### What you need to do
Edit each of the records below so that every "gray trousers" becomes "gray pants", and leave every other word as it is.

Rows from a segmentation dataset:
** Begin **
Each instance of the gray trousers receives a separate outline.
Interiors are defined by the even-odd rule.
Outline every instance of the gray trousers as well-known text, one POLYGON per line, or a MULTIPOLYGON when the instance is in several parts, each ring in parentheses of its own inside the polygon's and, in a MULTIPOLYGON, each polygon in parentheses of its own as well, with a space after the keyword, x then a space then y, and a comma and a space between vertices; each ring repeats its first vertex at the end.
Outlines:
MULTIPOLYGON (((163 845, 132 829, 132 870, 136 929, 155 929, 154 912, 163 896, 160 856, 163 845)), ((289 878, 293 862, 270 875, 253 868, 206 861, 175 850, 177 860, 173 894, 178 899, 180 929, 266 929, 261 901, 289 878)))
** End **
### Full answer
Each instance of the gray pants receives a separate outline.
Interiors are defined by the even-odd rule.
Outline every instance of the gray pants as well-known text, one POLYGON per line, or a MULTIPOLYGON when the instance is in several parts, each ring in parentheses of its own inside the polygon's and, in a MULTIPOLYGON, each polygon in parentheses of its own as well, with a space after the keyword, x then a space then y, and a comma and a space between vertices; each ring repeats its first vertex at the end.
Outlines:
MULTIPOLYGON (((163 845, 132 829, 132 870, 136 929, 155 929, 154 912, 163 896, 160 856, 163 845)), ((289 878, 293 862, 270 875, 253 868, 206 861, 175 850, 177 860, 173 894, 178 899, 180 929, 266 929, 261 901, 289 878)))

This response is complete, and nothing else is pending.